Extrait de page
== == ==

Décryptage. Adoption de la langue anglaise à partir du cycle primaire : l’Algérie est-elle vraiment préparée pour cette réforme ?

Le Chef de l’Etat, Abdelmadjid Tebboune, a décidé de l’adoption de l’anglais dès le primaire, d’après le communiqué final du Conseil des ministres du dimanche 19 juin. Aucune échéance n’a été donnée pour l’application de cette décision. Selon plusieurs sources concordantes, cela devrait se faire dès la prochaine rentrée scolaire. Mais l’Algérie est-elle vraiment prête pour réaliser cette réforme ? Décryptage. 

Officiellement, le voeu des autorités algériennes est de faire de l’anglais la deuxième langue étrangère adoptée au niveau du primaire, après le français. Sauf que cette réforme introduit l’enseignement de l’anglais dès la première année du primaire alors que le français n’est enseigné qu’à partir de la troisième année. La langue arabe reste évidemment la langue principale dans le système éducatif algérien.

== == ==

Lignes de données
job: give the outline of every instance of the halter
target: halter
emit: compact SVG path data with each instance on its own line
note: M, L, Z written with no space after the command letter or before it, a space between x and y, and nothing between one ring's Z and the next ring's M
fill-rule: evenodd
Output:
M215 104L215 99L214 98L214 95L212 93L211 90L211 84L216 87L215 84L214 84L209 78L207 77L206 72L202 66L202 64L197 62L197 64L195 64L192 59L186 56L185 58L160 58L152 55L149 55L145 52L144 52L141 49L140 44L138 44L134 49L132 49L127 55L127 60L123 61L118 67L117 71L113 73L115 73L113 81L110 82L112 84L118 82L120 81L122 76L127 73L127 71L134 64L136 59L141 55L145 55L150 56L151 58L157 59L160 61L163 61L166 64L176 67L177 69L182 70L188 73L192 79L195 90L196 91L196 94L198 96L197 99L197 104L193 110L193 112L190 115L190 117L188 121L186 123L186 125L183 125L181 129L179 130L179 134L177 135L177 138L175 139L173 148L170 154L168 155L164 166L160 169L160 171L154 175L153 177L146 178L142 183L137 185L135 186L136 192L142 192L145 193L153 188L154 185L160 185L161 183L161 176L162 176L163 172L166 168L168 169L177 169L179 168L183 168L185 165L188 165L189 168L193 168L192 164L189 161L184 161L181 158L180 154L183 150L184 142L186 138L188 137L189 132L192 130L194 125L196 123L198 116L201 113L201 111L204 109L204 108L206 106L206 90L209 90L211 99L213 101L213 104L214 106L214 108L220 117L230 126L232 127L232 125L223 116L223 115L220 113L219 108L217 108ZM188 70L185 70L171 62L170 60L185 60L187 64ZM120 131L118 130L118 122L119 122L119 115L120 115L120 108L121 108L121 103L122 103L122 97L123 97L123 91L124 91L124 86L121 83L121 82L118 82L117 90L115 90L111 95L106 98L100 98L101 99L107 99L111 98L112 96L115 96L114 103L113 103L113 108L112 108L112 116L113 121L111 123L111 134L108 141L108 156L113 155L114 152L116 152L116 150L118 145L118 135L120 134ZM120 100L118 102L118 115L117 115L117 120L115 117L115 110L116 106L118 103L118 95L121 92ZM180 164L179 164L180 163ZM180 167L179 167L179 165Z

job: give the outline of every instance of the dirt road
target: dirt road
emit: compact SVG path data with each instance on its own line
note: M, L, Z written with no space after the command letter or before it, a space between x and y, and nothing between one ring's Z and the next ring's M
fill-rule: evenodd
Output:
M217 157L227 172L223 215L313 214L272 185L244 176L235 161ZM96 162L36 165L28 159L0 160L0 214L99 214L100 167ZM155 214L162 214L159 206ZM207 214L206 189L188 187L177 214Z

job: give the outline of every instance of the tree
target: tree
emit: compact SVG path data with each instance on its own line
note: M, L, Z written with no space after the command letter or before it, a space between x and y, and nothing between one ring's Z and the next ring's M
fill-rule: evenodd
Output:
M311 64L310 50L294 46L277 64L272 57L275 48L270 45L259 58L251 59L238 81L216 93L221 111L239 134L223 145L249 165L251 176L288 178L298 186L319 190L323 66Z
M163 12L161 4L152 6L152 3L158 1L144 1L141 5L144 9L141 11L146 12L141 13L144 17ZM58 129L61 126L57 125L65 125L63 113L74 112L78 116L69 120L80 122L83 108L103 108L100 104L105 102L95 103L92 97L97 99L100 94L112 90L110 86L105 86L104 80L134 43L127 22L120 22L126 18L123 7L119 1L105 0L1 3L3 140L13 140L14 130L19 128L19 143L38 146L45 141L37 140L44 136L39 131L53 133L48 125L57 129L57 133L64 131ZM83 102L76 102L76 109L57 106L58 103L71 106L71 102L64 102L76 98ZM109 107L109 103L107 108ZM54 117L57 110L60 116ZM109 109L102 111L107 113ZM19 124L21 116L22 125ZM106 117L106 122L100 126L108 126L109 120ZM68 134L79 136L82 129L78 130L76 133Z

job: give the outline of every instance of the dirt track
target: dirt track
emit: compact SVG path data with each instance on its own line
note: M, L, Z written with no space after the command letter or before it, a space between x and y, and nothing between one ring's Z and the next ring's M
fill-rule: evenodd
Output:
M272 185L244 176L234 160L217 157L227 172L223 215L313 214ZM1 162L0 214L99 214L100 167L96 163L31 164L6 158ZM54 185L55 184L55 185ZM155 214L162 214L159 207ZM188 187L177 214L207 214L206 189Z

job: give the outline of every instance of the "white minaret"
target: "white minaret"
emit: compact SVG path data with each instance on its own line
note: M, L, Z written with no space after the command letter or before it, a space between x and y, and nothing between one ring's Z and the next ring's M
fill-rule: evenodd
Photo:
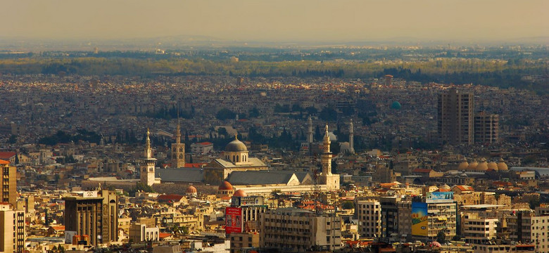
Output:
M322 142L322 174L326 176L332 175L332 152L330 152L330 136L328 135L328 124L326 124L326 133L324 135L324 141Z
M141 165L141 183L147 186L154 184L154 167L156 164L156 158L153 158L153 150L151 148L151 134L147 129L147 138L145 140L145 150L143 164Z
M353 119L351 119L351 123L349 123L349 153L351 154L355 153L355 130L353 126Z
M310 118L310 115L307 118L307 143L313 143L313 119Z
M326 124L326 132L322 141L322 174L320 174L320 182L326 185L328 191L339 189L339 175L332 174L332 152L330 152L330 136L328 134L328 124Z

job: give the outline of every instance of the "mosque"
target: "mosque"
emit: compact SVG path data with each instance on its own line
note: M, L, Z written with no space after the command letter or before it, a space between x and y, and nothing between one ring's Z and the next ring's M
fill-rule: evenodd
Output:
M178 124L177 131L179 130ZM186 166L184 144L180 143L178 140L180 134L177 134L176 132L176 143L172 145L171 156L172 164L177 165L172 168L155 169L156 159L151 155L150 141L146 142L141 169L141 181L143 183L151 186L168 182L204 183L224 186L222 188L243 190L248 195L268 195L274 190L282 193L312 192L315 190L315 179L312 172L270 170L260 160L250 157L246 145L236 136L225 146L221 157L214 159L201 167ZM327 124L321 155L322 172L316 179L317 187L321 190L339 189L339 175L332 173L330 144ZM180 159L182 160L179 160Z

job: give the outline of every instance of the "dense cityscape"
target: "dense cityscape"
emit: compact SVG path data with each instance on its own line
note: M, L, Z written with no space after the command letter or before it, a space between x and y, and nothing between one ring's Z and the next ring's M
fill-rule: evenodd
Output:
M549 252L547 2L54 1L0 8L0 253Z

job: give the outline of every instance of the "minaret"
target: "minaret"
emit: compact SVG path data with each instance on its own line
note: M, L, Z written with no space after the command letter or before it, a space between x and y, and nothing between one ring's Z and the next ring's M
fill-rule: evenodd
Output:
M175 130L175 143L172 143L172 168L185 167L185 143L181 143L181 126L177 117L177 128Z
M328 135L328 124L326 124L326 133L322 141L322 174L320 174L320 182L326 185L327 190L339 189L339 175L332 174L332 152L330 152L330 136Z
M307 143L313 143L313 119L310 118L310 115L307 118Z
M322 174L332 175L332 152L330 152L330 136L328 135L328 124L326 124L326 133L322 141Z
M145 152L143 163L141 165L141 183L147 186L154 184L154 167L156 158L153 158L153 150L151 148L150 133L147 129L147 138L145 140Z
M351 123L349 123L349 153L351 154L355 153L355 129L353 126L353 119L351 119Z

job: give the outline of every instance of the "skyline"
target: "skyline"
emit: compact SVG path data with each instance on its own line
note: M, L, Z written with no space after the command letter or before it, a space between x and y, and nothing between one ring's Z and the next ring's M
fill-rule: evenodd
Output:
M314 4L320 3L320 4ZM8 0L3 39L125 40L178 37L263 42L505 41L549 36L546 1L395 0L113 3ZM198 10L198 11L197 11Z

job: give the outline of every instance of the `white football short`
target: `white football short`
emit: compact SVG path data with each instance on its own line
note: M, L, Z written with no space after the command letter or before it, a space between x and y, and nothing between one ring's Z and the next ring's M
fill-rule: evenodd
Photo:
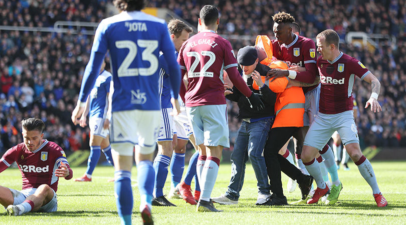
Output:
M306 134L303 144L323 149L336 130L340 134L344 145L359 144L354 111L350 110L337 114L319 112Z
M186 107L192 124L196 145L222 146L230 148L227 105Z
M175 130L178 139L187 140L189 137L193 134L193 130L190 125L186 108L180 108L180 112L173 120L175 122Z
M12 189L8 188L12 192L13 197L14 197L14 202L13 205L16 206L23 203L29 196L34 194L37 188L28 188L24 189L22 190L17 190L14 189ZM52 190L54 192L54 197L52 200L47 204L45 206L40 208L38 210L35 211L41 212L56 212L58 210L58 200L57 199L56 193L55 191Z
M303 126L310 126L319 110L320 84L317 88L305 94L305 112L303 114Z
M109 130L103 128L105 120L99 117L91 116L89 118L90 134L106 138L109 135Z
M172 140L173 138L173 116L169 114L172 108L161 108L160 126L157 140Z
M135 145L142 154L154 152L159 129L159 110L114 112L110 120L112 154L132 156ZM136 149L137 148L136 147Z

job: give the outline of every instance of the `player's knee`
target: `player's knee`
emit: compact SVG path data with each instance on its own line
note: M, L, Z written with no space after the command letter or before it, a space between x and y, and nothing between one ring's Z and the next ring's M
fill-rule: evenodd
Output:
M302 161L303 162L310 162L315 158L317 152L317 150L315 148L312 148L308 146L304 146L301 155Z
M48 184L41 184L37 188L35 192L37 194L46 195L48 193L52 192L52 189Z
M362 156L362 153L360 152L359 152L357 151L351 152L348 152L348 154L351 158L351 159L354 162L359 161L361 157Z
M257 151L251 150L248 152L248 156L251 160L257 160L258 158L262 156L262 152L260 151Z

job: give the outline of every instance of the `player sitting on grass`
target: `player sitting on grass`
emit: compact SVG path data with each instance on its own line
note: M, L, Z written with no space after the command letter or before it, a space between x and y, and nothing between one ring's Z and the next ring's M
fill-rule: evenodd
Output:
M65 152L55 143L43 140L45 124L35 118L21 122L24 143L6 152L0 160L0 172L15 162L23 178L23 190L0 186L0 204L9 216L57 210L56 191L59 178L73 176Z

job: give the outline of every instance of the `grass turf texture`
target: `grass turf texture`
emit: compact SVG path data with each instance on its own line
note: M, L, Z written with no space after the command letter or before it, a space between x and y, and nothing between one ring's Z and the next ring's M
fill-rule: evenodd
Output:
M197 212L196 206L182 200L170 200L177 207L153 206L156 224L406 224L406 163L404 162L372 162L372 166L381 191L388 202L387 207L378 208L370 188L360 174L356 166L351 170L339 170L343 183L338 201L326 206L320 201L314 205L289 205L285 206L257 206L256 180L252 167L247 164L245 182L238 204L221 206L215 204L222 212ZM74 178L83 175L85 168L73 168ZM132 182L134 197L132 222L141 224L139 212L139 195L136 186L136 169L133 170ZM113 178L111 167L98 166L92 182L74 182L60 180L58 191L58 211L52 213L30 212L20 216L5 215L0 209L0 224L119 224L114 197L114 184L107 180ZM223 194L230 178L231 165L221 164L212 197ZM288 178L282 174L286 189ZM170 174L164 188L167 194ZM17 169L9 168L0 174L0 185L20 190L21 178ZM192 184L192 188L194 184ZM299 188L293 193L285 190L290 204L300 197Z

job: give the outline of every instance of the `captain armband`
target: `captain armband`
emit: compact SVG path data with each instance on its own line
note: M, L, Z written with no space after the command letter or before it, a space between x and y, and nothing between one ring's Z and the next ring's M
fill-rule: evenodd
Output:
M371 94L371 96L370 96L370 97L369 97L369 98L375 98L375 99L376 99L376 100L378 100L378 96L379 96L379 95L378 94L377 94L377 93L375 93L375 92L372 92L372 94Z
M289 70L289 75L288 76L288 77L290 78L291 79L295 80L295 78L296 78L297 72L293 70Z

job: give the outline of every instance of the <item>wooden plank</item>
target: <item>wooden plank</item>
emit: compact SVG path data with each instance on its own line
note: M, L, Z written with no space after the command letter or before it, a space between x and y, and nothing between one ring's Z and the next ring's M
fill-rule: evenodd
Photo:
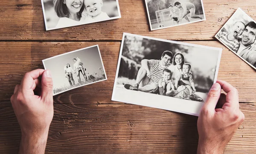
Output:
M237 88L241 102L256 102L256 73L253 69L218 42L186 42L223 48L218 78L227 81ZM2 59L6 60L0 61L1 100L9 100L15 85L20 83L26 72L43 68L42 60L97 44L99 46L108 80L58 95L55 96L55 103L113 103L111 99L120 50L119 42L2 42L0 55Z
M177 40L212 40L239 7L256 19L253 2L204 0L206 21L150 31L144 0L120 0L121 19L46 31L41 0L6 0L0 6L0 40L120 40L124 32Z
M55 99L56 99L55 98ZM0 153L16 154L20 132L10 102L0 103ZM224 154L253 154L255 104ZM130 104L54 104L46 154L195 154L197 118Z

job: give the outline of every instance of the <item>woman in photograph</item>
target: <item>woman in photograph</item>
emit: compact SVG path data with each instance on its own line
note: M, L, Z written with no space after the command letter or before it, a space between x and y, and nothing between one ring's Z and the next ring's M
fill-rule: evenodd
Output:
M65 66L67 68L65 71L65 74L67 78L67 80L68 80L70 84L70 86L75 85L75 81L74 81L74 79L73 78L73 75L72 74L72 73L76 73L76 72L74 71L74 70L72 69L72 67L70 67L70 65L69 64L67 64L67 66Z
M172 73L172 80L175 83L178 76L182 72L182 68L185 63L184 55L180 52L176 53L173 58L173 64L170 66L169 69ZM193 94L191 95L189 89L184 86L178 87L176 92L178 93L175 93L176 95L173 96L174 97L183 98L189 98L193 101L204 101L204 100L197 95Z
M55 28L61 28L88 22L84 10L84 0L53 0L54 10L60 18Z

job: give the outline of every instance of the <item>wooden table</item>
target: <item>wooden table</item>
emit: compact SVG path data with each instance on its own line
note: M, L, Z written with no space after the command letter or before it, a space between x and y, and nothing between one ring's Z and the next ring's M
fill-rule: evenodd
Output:
M108 80L54 97L47 154L195 154L197 117L111 101L122 32L223 48L218 76L236 87L245 119L225 154L256 154L256 72L214 38L238 7L255 0L204 0L207 20L149 31L144 0L120 0L122 18L46 31L39 0L0 6L0 153L16 154L20 131L10 101L42 59L98 44ZM136 9L134 9L136 8Z

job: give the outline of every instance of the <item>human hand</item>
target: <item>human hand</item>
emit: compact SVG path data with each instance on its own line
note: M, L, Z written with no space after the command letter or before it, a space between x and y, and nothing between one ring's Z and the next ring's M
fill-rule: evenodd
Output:
M221 88L227 95L221 95ZM220 108L215 109L218 100ZM222 154L244 119L239 109L237 90L218 80L210 90L198 120L197 154Z
M151 73L150 73L150 71L147 71L147 76L148 76L148 77L151 76Z
M52 87L49 71L37 69L15 87L11 102L21 131L20 154L44 153L53 116Z

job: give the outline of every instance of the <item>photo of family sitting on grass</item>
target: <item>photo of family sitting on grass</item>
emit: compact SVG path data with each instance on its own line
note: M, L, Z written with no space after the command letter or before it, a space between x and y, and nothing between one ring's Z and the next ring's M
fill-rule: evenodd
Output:
M239 8L215 36L256 70L256 22Z
M127 95L138 91L205 101L216 80L221 49L124 35L113 95L122 89Z
M52 72L54 95L107 79L97 45L56 56L43 62L45 69Z

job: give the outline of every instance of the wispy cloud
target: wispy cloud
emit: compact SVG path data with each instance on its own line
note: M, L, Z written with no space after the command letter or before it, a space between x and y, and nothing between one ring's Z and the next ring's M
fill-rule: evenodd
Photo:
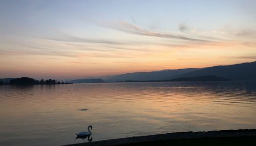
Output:
M209 40L198 39L188 36L185 36L180 34L164 33L150 31L145 28L139 27L125 21L119 22L117 27L110 26L112 28L127 32L130 34L136 34L143 36L156 37L159 38L179 39L182 40L196 41L201 42L210 42Z

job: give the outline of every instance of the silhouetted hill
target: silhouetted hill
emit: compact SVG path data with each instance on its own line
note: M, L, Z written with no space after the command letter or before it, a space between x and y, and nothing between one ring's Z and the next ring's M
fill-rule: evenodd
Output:
M256 62L205 68L178 75L168 79L208 75L229 78L233 80L256 80Z
M70 80L68 82L73 82L76 83L101 83L105 82L103 79L101 78L94 78L94 79L78 79L75 80Z
M6 81L7 81L8 82L9 82L9 81L10 80L12 80L13 79L15 79L15 78L9 77L9 78L0 78L0 81L2 81L3 82L5 82Z
M13 79L10 80L9 83L9 84L35 84L38 83L38 82L37 80L32 78L23 77Z
M170 81L228 81L229 79L215 76L203 76L193 77L182 77L170 79Z
M118 75L106 79L106 81L115 82L125 80L161 80L170 78L174 76L189 72L196 71L198 69L188 68L178 70L167 70L151 72L135 72Z

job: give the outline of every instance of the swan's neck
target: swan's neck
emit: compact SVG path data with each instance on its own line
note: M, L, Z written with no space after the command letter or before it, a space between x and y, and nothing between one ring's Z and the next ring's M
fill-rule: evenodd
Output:
M87 128L87 129L88 129L88 131L89 131L90 133L92 133L92 132L91 132L91 130L90 130L90 127L88 127L88 128Z

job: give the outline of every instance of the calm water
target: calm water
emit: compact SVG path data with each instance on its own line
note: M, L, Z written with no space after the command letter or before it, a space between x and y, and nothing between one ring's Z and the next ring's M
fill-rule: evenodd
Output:
M256 82L0 86L1 145L87 142L75 133L89 125L93 141L256 128Z

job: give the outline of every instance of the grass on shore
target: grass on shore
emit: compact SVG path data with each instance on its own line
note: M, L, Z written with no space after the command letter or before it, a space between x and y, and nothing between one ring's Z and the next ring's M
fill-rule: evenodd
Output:
M256 145L256 136L223 138L204 138L197 139L172 139L168 140L143 142L119 145L119 146L155 146L155 145Z

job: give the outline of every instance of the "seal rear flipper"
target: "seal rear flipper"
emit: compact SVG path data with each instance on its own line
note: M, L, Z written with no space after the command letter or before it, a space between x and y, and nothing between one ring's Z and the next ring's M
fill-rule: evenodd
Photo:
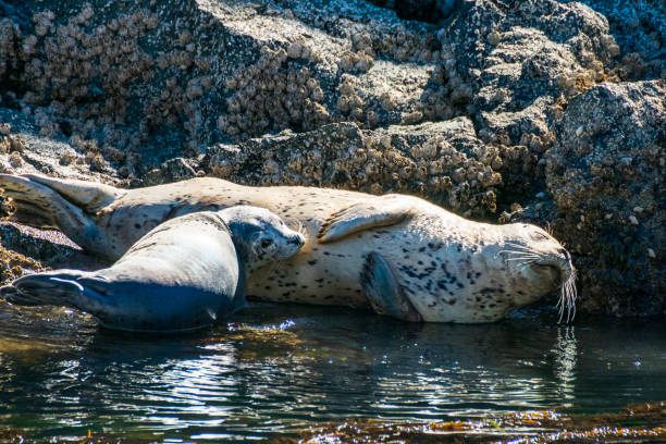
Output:
M66 200L90 214L108 207L126 194L126 192L110 185L95 182L54 178L40 174L24 174L23 176L30 182L55 190Z
M0 174L0 187L13 199L18 222L52 226L87 250L102 255L108 251L92 215L32 177L36 176Z
M377 252L370 252L366 257L360 284L370 305L379 314L411 322L423 320L405 295L386 261Z
M319 229L317 243L325 244L363 230L395 225L414 213L414 205L405 196L388 195L377 200L354 203L331 214Z

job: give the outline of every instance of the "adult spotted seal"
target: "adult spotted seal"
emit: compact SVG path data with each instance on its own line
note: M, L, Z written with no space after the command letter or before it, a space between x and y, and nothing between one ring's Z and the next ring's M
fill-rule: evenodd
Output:
M372 306L404 320L489 322L562 289L574 307L569 254L538 226L462 219L403 195L300 186L251 187L212 177L118 189L41 175L0 175L14 219L55 226L98 255L116 258L139 236L183 213L264 207L308 238L280 267L252 274L264 300Z
M114 330L200 329L245 306L246 273L289 258L304 243L262 208L196 212L150 231L110 268L26 275L0 297L74 307Z

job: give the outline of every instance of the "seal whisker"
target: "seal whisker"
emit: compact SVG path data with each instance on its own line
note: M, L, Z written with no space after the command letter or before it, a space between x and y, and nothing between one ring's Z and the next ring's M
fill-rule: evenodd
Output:
M567 323L571 322L576 317L576 269L571 270L571 274L562 285L562 292L559 296L559 300L557 301L557 307L559 307L559 320L558 323L562 323L564 319L564 311L567 310Z

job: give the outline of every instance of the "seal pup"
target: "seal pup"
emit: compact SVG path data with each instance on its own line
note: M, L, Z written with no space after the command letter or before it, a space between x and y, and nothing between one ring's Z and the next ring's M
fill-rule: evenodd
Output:
M243 308L246 274L289 258L304 243L262 208L196 212L153 229L110 268L26 275L0 297L73 307L113 330L195 330Z
M173 217L234 205L264 207L307 243L274 270L249 276L263 300L374 307L410 321L490 322L560 291L572 312L569 254L530 224L492 225L423 199L303 186L252 187L200 177L119 189L42 175L0 174L13 219L54 226L72 240L116 258Z

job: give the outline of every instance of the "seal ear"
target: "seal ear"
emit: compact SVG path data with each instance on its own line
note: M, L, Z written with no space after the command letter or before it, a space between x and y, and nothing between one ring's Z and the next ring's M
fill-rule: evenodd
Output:
M377 201L354 203L326 219L317 236L318 244L341 239L353 233L404 222L414 214L414 202L405 196L382 196Z

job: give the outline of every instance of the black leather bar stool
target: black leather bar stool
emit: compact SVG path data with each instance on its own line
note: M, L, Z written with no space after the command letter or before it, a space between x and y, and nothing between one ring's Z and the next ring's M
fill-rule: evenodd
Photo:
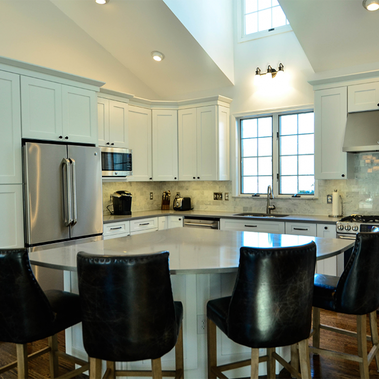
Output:
M168 252L144 255L77 254L83 342L91 379L106 375L183 377L183 308L172 297ZM176 369L161 357L174 347ZM152 370L116 370L115 362L151 360Z
M267 378L275 378L275 360L292 375L295 369L275 348L298 343L303 379L310 379L308 338L312 323L314 242L302 246L256 249L242 247L231 296L211 300L208 316L208 379L225 379L223 371L251 365L257 379L260 362L266 362ZM235 342L251 348L251 358L217 365L216 326ZM259 349L267 354L259 356Z
M316 274L313 293L313 346L311 352L359 363L362 379L369 377L368 366L375 357L379 369L376 309L379 308L379 233L358 233L353 252L341 277ZM356 333L320 323L320 308L356 315ZM366 336L366 315L371 337ZM358 355L320 349L320 329L357 338ZM373 347L367 354L367 340Z
M17 361L0 368L0 374L17 367L19 379L27 379L28 360L49 353L50 376L58 376L58 358L82 367L65 374L71 378L86 371L88 362L58 351L56 333L81 321L79 296L41 289L33 274L26 249L0 250L0 341L16 345ZM28 355L27 344L48 337L48 347Z

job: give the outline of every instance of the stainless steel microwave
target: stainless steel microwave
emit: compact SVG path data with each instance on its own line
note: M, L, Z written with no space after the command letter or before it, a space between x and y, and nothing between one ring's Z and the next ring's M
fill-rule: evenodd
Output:
M102 175L105 177L132 175L132 150L116 147L102 147Z

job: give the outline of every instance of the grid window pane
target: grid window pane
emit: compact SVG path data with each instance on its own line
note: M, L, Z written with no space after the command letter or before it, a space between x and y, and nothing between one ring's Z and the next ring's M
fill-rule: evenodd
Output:
M282 156L281 158L282 175L297 175L297 155Z
M257 138L249 138L244 139L242 143L242 154L243 156L256 156L258 155L257 150Z
M243 175L244 176L256 176L258 175L257 159L256 158L243 158Z
M251 13L258 10L258 0L245 0L245 13Z
M258 31L268 30L271 27L271 9L265 9L258 12Z
M281 155L297 154L297 135L281 137Z
M242 138L254 138L257 137L256 118L242 120L241 125L242 127Z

== == ==

Actions à mener
(1) Recopiez intégralement l'extrait sur l'enseignement de l'anglais en Algérie.
(2) Mettez à jour, dans les enregistrements, les seules lignes allant de celle qui contient « job: give the outline of every instance of the swan's » jusqu'à celle qui contient « M319 229L317 243L325 » incluse, en remplaçant « calm water » par « still water » sans rien changer d'autre. Ne reproduisez que ces lignes et omettez les images.

Réponses ci-dessous
(1)
Décryptage. Adoption de la langue anglaise à partir du cycle primaire : l’Algérie est-elle vraiment préparée pour cette réforme ?

Le Chef de l’Etat, Abdelmadjid Tebboune, a décidé de l’adoption de l’anglais dès le primaire, d’après le communiqué final du Conseil des ministres du dimanche 19 juin. Aucune échéance n’a été donnée pour l’application de cette décision. Selon plusieurs sources concordantes, cela devrait se faire dès la prochaine rentrée scolaire. Mais l’Algérie est-elle vraiment prête pour réaliser cette réforme ? Décryptage. 

Officiellement, le voeu des autorités algériennes est de faire de l’anglais la deuxième langue étrangère adoptée au niveau du primaire, après le français. Sauf que cette réforme introduit l’enseignement de l’anglais dès la première année du primaire alors que le français n’est enseigné qu’à partir de la troisième année. La langue arabe reste évidemment la langue principale dans le système éducatif algérien.

(2)
job: give the outline of every instance of the swan's neck
target: swan's neck
emit: compact SVG path data with each instance on its own line
note: M, L, Z written with no space after the command letter or before it, a space between x and y, and nothing between one ring's Z and the next ring's M
fill-rule: evenodd
Output:
M87 128L87 129L88 129L88 131L89 131L90 133L92 133L92 132L91 132L91 130L90 130L90 127L88 127L88 128Z

job: give the outline of every instance of the still water
target: still water
emit: compact SVG path data with each instance on its own line
note: M, L, Z written with no space after the command letter or before it, a space between x and y, and nothing between one ring's Z and the next ring's M
fill-rule: evenodd
Output:
M256 82L0 86L1 145L87 142L75 133L89 125L93 141L256 128Z

job: give the outline of every instance of the grass on shore
target: grass on shore
emit: compact SVG path data with each instance on its own line
note: M, L, Z written with no space after the command letter or before it, a space between x and y, and nothing between one ring's Z and the next ring's M
fill-rule: evenodd
Output:
M256 145L256 136L223 138L204 138L197 139L172 139L168 140L143 142L119 145L119 146L155 146L155 145Z

job: give the outline of every instance of the "seal rear flipper"
target: "seal rear flipper"
emit: compact SVG path data with each instance on its own line
note: M, L, Z written with no space after the command letter or before it, a space between x and y, and nothing between one ring's Z and the next ring's M
fill-rule: evenodd
Photo:
Output:
M66 200L90 214L108 207L126 194L126 192L110 185L95 182L54 178L40 174L24 174L23 176L30 182L55 190Z
M0 174L0 187L13 199L18 222L52 226L87 250L102 255L108 251L92 215L32 177L36 176Z
M377 252L370 252L366 257L360 284L370 305L379 314L411 322L423 320L405 295L386 261Z
M319 229L317 243L325 244L363 230L395 225L414 213L414 205L405 196L388 195L377 200L354 203L331 214Z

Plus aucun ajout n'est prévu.